■ Photo object pointing records:
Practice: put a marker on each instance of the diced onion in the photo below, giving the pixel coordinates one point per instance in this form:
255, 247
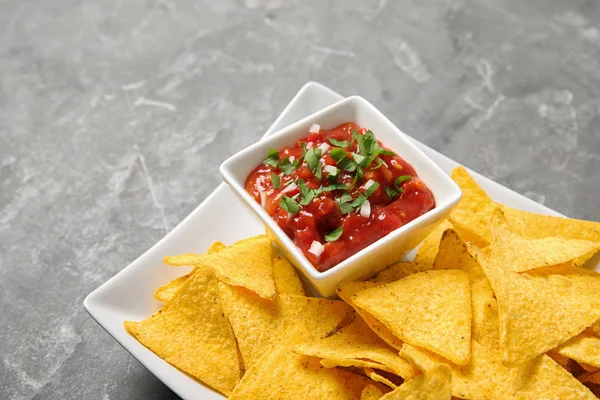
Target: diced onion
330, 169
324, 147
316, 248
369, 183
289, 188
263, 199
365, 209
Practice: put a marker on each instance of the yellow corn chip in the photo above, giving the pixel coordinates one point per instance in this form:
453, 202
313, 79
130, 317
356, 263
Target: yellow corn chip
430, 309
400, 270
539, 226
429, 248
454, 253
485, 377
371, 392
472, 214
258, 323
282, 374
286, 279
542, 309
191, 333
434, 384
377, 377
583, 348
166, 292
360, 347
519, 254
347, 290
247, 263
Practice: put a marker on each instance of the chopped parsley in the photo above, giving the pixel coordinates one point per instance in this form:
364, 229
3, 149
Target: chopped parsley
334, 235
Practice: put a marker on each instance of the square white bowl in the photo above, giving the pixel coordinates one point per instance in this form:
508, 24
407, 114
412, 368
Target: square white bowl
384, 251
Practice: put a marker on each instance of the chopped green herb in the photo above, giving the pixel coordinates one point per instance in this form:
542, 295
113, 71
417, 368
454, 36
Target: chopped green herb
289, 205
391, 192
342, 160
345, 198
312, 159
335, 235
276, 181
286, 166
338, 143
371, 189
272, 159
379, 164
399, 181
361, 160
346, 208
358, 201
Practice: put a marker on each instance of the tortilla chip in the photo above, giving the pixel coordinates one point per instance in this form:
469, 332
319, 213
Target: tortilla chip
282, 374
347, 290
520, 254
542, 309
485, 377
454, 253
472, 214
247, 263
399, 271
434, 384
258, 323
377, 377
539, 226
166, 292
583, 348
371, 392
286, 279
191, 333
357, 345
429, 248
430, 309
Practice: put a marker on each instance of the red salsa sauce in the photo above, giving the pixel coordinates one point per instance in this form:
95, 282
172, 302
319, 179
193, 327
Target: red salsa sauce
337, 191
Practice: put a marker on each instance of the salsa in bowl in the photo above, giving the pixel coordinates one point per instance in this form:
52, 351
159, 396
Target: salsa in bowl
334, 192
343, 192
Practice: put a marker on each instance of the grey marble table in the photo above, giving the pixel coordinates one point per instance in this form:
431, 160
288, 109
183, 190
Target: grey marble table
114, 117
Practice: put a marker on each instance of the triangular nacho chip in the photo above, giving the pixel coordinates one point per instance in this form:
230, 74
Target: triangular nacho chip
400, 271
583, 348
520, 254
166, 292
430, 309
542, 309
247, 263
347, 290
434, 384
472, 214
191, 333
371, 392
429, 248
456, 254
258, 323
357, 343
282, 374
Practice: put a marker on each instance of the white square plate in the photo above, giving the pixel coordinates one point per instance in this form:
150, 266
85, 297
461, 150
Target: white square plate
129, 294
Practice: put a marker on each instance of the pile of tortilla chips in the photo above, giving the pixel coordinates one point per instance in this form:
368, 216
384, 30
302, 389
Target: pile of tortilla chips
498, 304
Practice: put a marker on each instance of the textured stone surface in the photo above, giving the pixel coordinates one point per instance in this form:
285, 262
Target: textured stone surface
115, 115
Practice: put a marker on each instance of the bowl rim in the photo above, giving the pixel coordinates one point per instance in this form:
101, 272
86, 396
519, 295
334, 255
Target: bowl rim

■ PROBLEM DESCRIPTION:
Give back the lines of the listing from the one with "Practice: put a marker on each instance of the pile" through the end, both included, exactly as written and with nothing added.

■ OUTPUT FOR THIS TASK:
Practice: put a marker on each instance of the pile of tortilla chips in the photo above, giving the pixel coordinates one point per instance in this form:
368, 216
384, 30
302, 389
Target: pile of tortilla chips
498, 304
Practice: put a marker on each instance of the textured stone surface in the photo above, giving the pixel coordinates one point per instance in this form:
285, 262
Target: textured stone surface
115, 115
Practice: put a marker on each instance of the bowl rim in the photo above, giving the pixel coordinates one point per instance in this form:
101, 272
86, 396
519, 295
334, 255
Target: bowl rim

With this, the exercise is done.